■ Exercise description ■
Please reproduce the part of the items that opens with the first line and closes with the line containing "215], [317, 208]]", both ends included.

■ Provided entries ■
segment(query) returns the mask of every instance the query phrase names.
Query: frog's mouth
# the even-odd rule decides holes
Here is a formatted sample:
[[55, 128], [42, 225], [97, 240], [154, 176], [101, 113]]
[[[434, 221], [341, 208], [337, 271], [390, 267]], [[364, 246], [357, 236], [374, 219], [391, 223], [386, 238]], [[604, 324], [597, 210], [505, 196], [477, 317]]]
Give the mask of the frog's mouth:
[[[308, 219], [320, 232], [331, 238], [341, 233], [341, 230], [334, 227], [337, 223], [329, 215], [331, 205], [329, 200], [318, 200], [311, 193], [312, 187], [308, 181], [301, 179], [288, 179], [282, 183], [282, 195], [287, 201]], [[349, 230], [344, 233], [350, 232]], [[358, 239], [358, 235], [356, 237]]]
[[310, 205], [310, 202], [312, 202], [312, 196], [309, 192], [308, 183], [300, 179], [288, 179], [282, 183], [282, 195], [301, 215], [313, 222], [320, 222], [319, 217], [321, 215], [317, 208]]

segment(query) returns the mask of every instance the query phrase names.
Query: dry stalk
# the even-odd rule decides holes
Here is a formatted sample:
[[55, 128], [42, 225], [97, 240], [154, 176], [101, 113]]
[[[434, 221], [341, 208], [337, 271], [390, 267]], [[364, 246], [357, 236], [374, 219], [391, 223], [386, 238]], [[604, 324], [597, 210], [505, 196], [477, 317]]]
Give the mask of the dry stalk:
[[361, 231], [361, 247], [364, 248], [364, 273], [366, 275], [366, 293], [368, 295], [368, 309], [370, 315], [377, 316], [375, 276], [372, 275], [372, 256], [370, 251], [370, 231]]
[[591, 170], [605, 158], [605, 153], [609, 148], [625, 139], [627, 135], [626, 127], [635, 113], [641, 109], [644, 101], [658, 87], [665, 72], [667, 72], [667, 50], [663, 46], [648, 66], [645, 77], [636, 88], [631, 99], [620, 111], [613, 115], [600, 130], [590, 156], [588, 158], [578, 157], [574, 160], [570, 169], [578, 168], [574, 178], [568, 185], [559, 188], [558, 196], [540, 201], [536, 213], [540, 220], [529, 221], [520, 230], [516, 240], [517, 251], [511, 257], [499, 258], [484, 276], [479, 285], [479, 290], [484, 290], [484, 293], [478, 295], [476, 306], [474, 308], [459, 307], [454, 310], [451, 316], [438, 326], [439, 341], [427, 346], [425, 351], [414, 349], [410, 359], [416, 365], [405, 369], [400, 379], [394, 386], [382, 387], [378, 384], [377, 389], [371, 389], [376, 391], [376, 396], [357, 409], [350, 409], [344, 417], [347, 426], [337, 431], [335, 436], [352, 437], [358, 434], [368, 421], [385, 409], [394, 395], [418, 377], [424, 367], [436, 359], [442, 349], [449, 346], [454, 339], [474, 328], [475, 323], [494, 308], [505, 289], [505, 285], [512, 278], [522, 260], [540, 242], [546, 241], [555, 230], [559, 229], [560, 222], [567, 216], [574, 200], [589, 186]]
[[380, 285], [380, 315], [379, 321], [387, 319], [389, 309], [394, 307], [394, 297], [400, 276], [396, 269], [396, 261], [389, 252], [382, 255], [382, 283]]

■ Correct answer ■
segment(query) returns the mask of every instance the query phrase names.
Query: frog's mouth
# the even-odd rule decides holes
Here is a formatted sample:
[[55, 128], [42, 225], [97, 240], [154, 176], [101, 113]]
[[[434, 221], [341, 208], [337, 271], [390, 267]], [[364, 246], [357, 236], [374, 219], [391, 223], [386, 238]], [[604, 324], [597, 210], [505, 196], [477, 317]]]
Give the mask of the frog's mouth:
[[[308, 219], [320, 232], [331, 238], [341, 233], [341, 230], [334, 227], [337, 223], [329, 215], [331, 205], [329, 200], [318, 200], [311, 193], [312, 187], [308, 181], [301, 179], [288, 179], [282, 183], [282, 195], [287, 201]], [[349, 230], [344, 233], [350, 232]], [[358, 239], [358, 235], [356, 237]]]
[[310, 205], [310, 202], [312, 202], [312, 196], [309, 192], [308, 183], [300, 179], [288, 179], [282, 183], [282, 195], [301, 215], [313, 222], [320, 222], [319, 217], [321, 215], [317, 208]]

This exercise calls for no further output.